▸ **DATA PROVIDED**:
::::
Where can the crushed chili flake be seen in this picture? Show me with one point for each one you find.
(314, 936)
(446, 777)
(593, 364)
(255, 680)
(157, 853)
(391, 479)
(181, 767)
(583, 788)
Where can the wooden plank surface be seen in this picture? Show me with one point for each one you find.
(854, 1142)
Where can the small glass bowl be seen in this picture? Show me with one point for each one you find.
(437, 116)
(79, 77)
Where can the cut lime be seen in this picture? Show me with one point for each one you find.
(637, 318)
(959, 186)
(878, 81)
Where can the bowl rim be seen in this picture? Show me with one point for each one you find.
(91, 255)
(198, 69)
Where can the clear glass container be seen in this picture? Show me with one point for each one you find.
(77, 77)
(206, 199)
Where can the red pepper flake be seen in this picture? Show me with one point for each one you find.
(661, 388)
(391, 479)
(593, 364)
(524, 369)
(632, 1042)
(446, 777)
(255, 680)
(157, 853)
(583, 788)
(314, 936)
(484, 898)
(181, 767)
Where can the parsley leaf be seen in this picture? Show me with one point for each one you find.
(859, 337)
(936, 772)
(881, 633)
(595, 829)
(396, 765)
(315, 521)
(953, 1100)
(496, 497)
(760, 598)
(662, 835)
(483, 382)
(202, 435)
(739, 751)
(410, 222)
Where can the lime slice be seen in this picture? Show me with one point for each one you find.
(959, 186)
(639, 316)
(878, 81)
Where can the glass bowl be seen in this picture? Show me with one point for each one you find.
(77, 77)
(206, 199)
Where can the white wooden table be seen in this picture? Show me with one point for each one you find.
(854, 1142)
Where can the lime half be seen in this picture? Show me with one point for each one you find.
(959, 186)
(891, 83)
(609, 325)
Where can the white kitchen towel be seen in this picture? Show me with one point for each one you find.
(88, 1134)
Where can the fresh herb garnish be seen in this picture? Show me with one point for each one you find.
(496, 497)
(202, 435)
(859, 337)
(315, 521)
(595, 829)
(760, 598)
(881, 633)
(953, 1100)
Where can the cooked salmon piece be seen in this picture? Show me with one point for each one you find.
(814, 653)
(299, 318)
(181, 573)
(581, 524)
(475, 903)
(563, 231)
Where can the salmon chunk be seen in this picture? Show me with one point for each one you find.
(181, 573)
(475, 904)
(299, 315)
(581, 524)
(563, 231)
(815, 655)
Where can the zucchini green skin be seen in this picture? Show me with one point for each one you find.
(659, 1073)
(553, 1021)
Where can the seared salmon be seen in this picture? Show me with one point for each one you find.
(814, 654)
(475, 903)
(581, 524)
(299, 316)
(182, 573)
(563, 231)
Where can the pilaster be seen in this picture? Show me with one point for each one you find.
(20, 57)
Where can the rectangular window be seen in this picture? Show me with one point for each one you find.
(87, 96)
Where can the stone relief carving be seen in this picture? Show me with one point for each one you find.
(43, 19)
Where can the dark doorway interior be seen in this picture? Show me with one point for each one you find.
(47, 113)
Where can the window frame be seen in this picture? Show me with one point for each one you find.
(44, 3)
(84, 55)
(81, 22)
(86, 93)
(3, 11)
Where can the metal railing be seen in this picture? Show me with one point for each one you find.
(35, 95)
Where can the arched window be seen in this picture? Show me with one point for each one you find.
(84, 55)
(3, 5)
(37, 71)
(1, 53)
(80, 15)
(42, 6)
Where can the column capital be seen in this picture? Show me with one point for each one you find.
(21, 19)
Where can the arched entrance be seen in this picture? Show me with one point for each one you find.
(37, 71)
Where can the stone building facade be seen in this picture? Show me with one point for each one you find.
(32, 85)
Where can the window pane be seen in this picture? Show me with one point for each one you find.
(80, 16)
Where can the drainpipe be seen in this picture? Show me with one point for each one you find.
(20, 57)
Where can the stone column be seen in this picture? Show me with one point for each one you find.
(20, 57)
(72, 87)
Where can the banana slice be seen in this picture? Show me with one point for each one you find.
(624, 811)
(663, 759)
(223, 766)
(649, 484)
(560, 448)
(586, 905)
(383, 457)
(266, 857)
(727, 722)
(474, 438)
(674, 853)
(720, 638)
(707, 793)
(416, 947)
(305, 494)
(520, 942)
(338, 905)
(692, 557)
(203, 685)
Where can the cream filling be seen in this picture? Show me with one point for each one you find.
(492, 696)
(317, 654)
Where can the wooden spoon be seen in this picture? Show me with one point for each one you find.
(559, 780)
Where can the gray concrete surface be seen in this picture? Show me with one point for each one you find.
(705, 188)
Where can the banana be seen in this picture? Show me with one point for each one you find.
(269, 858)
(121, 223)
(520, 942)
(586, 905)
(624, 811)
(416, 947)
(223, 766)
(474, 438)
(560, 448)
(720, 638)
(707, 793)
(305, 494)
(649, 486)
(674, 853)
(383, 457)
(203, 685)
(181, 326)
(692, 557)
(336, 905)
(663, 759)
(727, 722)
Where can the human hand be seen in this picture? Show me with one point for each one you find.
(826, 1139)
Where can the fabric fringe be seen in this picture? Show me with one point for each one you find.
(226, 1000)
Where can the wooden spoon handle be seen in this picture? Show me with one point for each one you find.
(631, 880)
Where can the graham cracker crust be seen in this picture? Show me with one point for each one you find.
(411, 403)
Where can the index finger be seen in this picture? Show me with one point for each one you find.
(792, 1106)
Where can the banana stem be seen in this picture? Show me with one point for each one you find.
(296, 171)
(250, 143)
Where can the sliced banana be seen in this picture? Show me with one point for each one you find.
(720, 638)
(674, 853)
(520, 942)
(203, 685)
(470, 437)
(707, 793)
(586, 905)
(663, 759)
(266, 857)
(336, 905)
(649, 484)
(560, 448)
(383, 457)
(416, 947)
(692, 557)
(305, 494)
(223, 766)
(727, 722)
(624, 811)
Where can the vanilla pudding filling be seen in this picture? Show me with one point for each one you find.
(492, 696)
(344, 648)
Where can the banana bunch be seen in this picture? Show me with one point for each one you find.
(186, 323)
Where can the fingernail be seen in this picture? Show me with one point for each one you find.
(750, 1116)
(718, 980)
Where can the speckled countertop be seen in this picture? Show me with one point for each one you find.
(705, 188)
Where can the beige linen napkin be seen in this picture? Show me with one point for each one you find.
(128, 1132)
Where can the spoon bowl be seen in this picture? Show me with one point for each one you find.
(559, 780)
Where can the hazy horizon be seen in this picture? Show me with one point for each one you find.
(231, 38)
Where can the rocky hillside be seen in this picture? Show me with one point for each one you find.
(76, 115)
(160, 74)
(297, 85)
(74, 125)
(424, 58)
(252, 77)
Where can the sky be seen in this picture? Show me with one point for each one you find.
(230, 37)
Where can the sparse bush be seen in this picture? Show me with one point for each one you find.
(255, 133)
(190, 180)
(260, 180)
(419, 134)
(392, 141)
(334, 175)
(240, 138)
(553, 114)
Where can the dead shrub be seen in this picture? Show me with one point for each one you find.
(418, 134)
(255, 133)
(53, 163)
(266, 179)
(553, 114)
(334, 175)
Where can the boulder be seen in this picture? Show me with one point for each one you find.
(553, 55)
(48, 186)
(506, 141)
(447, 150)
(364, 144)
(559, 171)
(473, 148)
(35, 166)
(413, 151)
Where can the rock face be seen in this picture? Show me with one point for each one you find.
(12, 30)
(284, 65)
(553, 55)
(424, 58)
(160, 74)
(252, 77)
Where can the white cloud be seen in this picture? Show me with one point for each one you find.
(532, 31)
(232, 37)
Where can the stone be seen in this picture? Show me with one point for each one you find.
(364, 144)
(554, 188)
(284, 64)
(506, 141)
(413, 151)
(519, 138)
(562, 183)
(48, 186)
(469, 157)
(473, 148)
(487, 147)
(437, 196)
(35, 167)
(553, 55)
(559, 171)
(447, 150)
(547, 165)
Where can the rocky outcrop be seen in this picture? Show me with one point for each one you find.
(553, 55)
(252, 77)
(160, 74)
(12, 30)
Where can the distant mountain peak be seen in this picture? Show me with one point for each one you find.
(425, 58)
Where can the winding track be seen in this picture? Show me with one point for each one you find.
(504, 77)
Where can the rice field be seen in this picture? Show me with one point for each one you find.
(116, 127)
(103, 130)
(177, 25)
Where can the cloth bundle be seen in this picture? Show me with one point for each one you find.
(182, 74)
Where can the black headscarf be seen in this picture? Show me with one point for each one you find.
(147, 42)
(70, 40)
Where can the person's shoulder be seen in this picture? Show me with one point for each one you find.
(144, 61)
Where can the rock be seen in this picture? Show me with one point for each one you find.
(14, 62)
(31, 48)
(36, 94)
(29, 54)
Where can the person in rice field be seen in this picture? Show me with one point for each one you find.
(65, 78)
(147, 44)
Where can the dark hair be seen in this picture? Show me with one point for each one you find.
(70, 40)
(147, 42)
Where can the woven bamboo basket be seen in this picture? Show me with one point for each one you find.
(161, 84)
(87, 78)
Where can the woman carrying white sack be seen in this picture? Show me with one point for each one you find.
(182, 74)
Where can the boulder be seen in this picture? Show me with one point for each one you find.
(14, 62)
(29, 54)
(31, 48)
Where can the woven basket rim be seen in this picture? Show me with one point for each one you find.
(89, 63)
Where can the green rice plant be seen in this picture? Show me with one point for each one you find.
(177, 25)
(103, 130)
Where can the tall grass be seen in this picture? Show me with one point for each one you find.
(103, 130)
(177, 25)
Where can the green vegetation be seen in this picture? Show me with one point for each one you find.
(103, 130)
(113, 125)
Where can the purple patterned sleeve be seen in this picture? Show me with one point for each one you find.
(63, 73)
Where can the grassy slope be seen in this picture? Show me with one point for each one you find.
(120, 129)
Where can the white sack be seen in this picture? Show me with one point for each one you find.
::::
▸ **EXERCISE INSTRUCTIONS**: Starting with the line that contains "Where can the woman", output every line through the end of the listing above, unchanged.

▸ **EXERCISE RESPONSE**:
Where can the woman carrying white sack be seen in this picture? Show me with one point for each one you find.
(182, 74)
Where can the boulder be seen in this picture? Show me with one point for each one you find.
(14, 62)
(29, 54)
(31, 48)
Where can the woven basket rim be seen in this picture? Show me with one point for each one you find.
(89, 63)
Where can the green rice plant be seen in this picture? Show me with one point for each one you find.
(177, 25)
(103, 130)
Where can the tall grass be seen in this picture? Show me with one point for each one you find.
(103, 130)
(177, 25)
Where can the green vegetation be seen in this picture? Show me with one point for each one you find.
(103, 130)
(113, 125)
Where can the purple patterned sleeve be seen in this picture? Show me with one point for each one you find.
(63, 73)
Where can the grassy slope be seen in this picture? Show me with one point for each one you find.
(120, 129)
Where can the white sack be seen in this picture? Show me with one point for each one you find.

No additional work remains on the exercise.